Point labeling examples:
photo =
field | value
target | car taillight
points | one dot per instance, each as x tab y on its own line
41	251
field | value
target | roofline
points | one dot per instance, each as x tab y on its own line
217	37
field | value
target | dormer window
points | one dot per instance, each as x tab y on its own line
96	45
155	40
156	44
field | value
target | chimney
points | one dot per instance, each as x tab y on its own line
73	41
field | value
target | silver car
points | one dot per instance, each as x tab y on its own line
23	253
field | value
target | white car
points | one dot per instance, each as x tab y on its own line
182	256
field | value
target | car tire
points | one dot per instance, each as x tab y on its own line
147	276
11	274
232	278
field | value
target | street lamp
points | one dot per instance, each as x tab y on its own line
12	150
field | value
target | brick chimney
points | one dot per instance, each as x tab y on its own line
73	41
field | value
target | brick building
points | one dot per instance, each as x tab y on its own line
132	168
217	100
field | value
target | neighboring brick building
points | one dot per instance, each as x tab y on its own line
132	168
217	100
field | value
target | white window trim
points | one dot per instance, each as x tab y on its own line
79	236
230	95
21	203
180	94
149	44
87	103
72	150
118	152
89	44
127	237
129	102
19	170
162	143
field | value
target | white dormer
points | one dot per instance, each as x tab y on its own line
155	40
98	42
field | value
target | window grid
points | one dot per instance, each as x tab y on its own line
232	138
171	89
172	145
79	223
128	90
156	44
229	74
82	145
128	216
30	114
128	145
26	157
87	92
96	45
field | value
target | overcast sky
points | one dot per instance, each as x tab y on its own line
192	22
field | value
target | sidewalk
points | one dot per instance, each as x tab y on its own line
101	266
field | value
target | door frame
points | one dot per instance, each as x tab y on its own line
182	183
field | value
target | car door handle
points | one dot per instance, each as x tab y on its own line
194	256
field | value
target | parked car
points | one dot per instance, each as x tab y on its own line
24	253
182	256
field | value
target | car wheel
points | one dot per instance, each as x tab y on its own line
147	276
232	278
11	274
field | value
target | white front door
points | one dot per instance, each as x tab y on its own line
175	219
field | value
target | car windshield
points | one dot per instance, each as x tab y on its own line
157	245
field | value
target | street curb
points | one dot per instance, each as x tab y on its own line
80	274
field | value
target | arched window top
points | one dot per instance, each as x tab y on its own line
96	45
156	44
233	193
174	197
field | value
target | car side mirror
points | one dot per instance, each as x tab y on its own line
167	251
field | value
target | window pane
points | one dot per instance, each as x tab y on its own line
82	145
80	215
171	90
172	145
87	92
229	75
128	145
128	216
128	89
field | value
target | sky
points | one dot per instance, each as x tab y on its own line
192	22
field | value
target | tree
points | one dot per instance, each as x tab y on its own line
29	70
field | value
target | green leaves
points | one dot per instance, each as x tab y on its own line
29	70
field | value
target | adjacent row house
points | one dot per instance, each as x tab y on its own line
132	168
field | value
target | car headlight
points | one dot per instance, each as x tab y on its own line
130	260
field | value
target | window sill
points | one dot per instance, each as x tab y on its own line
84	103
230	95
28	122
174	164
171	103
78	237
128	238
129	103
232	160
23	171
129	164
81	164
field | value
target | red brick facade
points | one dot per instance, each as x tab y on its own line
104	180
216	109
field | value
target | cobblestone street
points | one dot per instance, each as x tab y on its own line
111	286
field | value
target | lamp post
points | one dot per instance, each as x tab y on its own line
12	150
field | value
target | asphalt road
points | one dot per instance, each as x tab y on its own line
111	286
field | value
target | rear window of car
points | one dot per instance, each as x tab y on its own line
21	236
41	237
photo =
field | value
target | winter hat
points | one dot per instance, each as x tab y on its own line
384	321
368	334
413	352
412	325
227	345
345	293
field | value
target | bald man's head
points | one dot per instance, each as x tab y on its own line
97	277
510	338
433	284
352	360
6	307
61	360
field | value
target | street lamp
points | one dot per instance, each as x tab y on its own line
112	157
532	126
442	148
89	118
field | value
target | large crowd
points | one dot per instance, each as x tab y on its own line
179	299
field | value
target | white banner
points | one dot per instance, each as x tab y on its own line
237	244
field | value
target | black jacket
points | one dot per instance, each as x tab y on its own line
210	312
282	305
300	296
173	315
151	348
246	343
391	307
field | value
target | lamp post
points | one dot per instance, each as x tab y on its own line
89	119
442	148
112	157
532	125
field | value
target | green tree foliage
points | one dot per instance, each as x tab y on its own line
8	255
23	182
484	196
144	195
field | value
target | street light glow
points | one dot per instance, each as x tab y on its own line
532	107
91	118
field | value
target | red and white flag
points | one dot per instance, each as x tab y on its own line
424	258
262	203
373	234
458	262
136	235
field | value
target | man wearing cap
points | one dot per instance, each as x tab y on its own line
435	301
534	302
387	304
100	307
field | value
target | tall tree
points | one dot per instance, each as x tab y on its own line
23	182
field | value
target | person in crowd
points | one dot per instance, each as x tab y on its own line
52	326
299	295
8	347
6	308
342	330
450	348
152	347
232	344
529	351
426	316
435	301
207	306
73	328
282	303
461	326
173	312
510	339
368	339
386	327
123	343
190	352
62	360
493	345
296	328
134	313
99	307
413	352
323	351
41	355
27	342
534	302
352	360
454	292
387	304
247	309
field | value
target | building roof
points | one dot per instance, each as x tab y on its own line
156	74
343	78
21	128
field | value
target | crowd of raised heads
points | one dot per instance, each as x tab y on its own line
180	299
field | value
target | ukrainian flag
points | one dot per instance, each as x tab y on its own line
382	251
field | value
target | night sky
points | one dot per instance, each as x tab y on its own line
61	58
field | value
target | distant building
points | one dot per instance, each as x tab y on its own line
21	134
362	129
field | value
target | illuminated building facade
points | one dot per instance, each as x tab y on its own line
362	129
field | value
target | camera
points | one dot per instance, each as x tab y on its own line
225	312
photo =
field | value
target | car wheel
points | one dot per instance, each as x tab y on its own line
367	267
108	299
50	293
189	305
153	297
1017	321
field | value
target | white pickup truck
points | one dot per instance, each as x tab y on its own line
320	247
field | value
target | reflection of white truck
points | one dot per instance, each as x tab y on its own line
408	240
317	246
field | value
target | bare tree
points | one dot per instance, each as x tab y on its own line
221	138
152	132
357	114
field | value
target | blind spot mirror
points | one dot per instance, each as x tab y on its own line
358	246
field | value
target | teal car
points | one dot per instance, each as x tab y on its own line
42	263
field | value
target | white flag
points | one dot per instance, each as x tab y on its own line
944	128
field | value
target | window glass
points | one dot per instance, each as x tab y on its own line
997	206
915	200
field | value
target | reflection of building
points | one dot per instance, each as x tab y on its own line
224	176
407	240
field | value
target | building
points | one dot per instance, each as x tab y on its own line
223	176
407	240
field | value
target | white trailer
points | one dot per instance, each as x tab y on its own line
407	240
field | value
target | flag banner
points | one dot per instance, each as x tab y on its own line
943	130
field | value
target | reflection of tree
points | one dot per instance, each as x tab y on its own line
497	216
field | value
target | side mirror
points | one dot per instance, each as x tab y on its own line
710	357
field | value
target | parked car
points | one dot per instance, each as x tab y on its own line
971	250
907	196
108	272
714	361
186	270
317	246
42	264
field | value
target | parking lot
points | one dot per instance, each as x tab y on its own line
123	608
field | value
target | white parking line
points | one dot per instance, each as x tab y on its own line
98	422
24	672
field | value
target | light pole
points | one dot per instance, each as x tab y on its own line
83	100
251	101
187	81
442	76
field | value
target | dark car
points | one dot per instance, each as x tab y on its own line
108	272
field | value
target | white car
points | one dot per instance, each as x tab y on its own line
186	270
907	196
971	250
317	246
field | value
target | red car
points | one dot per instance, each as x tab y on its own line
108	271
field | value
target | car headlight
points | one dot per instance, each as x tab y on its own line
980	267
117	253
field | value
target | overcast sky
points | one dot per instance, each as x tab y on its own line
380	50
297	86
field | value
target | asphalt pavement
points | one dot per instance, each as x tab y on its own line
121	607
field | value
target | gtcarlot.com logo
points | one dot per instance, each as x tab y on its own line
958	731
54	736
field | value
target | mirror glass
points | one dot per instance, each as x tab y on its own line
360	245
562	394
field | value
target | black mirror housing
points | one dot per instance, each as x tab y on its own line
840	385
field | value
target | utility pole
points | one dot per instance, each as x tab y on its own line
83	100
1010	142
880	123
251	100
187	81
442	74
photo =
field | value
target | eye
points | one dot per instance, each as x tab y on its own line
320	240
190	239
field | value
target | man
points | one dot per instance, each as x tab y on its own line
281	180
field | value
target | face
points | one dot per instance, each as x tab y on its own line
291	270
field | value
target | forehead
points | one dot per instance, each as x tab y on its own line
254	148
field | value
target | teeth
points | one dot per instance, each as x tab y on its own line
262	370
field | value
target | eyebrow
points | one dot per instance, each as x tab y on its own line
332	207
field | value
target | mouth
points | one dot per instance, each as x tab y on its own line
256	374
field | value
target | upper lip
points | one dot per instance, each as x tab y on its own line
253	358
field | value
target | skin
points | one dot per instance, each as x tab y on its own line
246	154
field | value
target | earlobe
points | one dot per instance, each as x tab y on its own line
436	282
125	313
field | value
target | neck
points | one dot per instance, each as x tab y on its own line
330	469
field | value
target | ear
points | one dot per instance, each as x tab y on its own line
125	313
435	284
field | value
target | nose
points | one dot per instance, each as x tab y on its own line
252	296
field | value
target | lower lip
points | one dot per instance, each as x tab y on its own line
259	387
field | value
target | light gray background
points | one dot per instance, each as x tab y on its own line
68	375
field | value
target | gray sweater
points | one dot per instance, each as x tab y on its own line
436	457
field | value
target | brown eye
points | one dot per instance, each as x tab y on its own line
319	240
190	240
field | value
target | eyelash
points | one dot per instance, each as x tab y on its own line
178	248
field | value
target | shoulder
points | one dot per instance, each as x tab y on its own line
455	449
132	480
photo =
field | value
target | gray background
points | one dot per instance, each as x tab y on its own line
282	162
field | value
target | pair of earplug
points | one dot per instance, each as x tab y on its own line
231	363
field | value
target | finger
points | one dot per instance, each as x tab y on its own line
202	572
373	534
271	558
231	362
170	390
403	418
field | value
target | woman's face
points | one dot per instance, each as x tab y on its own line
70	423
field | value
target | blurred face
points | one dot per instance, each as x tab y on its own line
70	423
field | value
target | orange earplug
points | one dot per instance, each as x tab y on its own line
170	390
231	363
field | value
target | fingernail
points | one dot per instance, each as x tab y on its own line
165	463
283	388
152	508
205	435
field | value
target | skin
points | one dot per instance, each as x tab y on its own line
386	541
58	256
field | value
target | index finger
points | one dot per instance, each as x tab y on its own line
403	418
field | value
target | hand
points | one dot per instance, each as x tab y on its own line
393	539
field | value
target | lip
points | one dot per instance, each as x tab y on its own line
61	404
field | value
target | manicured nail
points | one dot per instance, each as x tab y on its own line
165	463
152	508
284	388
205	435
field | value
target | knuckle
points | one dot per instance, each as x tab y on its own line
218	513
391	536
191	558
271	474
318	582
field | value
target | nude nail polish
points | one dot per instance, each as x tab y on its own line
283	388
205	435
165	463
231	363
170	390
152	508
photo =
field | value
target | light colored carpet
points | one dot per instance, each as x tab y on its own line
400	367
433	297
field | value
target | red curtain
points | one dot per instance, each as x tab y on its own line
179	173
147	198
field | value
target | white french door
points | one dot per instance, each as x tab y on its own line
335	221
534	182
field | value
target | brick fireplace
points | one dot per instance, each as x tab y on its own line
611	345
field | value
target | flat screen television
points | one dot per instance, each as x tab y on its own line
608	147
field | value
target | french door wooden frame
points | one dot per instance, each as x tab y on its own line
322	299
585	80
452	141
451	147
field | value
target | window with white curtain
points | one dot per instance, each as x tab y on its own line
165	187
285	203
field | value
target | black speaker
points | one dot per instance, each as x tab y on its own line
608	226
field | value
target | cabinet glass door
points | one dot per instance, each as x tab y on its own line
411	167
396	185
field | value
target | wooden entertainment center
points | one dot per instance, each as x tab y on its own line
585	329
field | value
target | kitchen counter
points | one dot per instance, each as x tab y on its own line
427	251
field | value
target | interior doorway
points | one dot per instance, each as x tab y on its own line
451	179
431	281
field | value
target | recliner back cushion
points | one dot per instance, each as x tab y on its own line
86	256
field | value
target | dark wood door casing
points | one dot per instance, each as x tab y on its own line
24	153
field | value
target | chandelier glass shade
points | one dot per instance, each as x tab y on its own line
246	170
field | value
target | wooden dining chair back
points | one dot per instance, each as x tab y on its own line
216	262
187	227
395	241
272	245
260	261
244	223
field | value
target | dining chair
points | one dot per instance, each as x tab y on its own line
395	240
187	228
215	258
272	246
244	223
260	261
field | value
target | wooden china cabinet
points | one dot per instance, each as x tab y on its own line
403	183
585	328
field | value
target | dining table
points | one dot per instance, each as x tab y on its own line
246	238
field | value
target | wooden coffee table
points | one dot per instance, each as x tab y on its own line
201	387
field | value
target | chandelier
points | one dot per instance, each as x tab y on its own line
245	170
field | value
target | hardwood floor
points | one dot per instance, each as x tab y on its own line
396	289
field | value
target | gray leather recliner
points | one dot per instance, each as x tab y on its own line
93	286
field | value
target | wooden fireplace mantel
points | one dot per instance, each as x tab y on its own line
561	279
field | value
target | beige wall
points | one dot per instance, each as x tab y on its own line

> What to work on
Count the lines above that contain the word "dining" and give only the number.

> Result for this task
3